>> begin INPUT DATA
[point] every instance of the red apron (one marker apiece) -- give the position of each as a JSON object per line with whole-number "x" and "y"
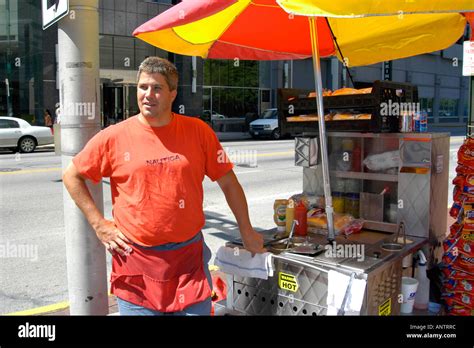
{"x": 163, "y": 280}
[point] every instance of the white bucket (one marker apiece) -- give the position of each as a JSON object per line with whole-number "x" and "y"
{"x": 409, "y": 287}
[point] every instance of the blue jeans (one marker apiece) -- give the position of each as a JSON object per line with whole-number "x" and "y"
{"x": 200, "y": 308}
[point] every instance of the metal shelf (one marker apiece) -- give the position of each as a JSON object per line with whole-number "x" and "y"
{"x": 364, "y": 176}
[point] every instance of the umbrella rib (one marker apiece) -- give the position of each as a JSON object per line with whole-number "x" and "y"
{"x": 340, "y": 52}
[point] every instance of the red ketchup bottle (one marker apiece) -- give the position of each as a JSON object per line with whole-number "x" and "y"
{"x": 356, "y": 165}
{"x": 301, "y": 229}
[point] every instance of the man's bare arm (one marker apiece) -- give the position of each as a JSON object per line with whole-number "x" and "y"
{"x": 237, "y": 202}
{"x": 106, "y": 230}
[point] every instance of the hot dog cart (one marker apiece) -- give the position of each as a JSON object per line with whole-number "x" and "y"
{"x": 404, "y": 207}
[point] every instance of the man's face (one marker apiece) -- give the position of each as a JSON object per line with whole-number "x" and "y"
{"x": 153, "y": 95}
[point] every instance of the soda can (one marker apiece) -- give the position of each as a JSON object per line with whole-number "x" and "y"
{"x": 416, "y": 122}
{"x": 423, "y": 122}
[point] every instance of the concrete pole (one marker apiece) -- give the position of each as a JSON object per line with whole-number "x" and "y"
{"x": 78, "y": 46}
>> end INPUT DATA
◆ WRITTEN TASK
Reproduce all the material above with every "whole-number" replaced by "integer", leaving everything else unchanged. Omit the pictures.

◆ ANSWER TO THE PROBLEM
[point] every instance of the red apron (one marker apiece) -- give the position of each as a JSON object per line with integer "x" and "y"
{"x": 163, "y": 280}
[point] every instance of the white bucket (one marker apiece) -- give the position of each as a JSON object per line with integer "x" and "y"
{"x": 409, "y": 287}
[point] every instance of the blue jeans (one marker apiece) -- give the position of each as a JSON object per line with integer "x" and "y"
{"x": 200, "y": 308}
[point] every instance of the metal shelf (one marker apiece) -- give the position of each as a JSON object per line with integer "x" and "y"
{"x": 364, "y": 176}
[point] every instance of the umbrella rib (one marker apiece) -- give the position of each as a JSON object per line with integer "x" and "y"
{"x": 340, "y": 52}
[point] every instance of the red ketchup bottle (one marker apiece) -- give the position of each as a JSON object per line with integer "x" and "y"
{"x": 356, "y": 165}
{"x": 301, "y": 229}
[point] every instance of the man's bare arm (one marker apiece) -- give the position of each as a JSON object per line with integer "x" and "y"
{"x": 237, "y": 202}
{"x": 106, "y": 230}
[point] every instance of the hot dog cart (one marker apiece) -- give the position of each as a JSON object per line with integer "x" and "y"
{"x": 404, "y": 207}
[point] every instance of the man's face (one marker apiece) -- give the position of each as a JSON object per line with integer "x" and "y"
{"x": 153, "y": 95}
[point] every instance of the soda can (one marker apiece) -- give the position of each as a JSON object per line with integer "x" and "y"
{"x": 416, "y": 122}
{"x": 423, "y": 122}
[point] every instance of the concrete pole (one marker apiece) -- give the position of each as a JSON object per line with integer "x" and "y"
{"x": 78, "y": 46}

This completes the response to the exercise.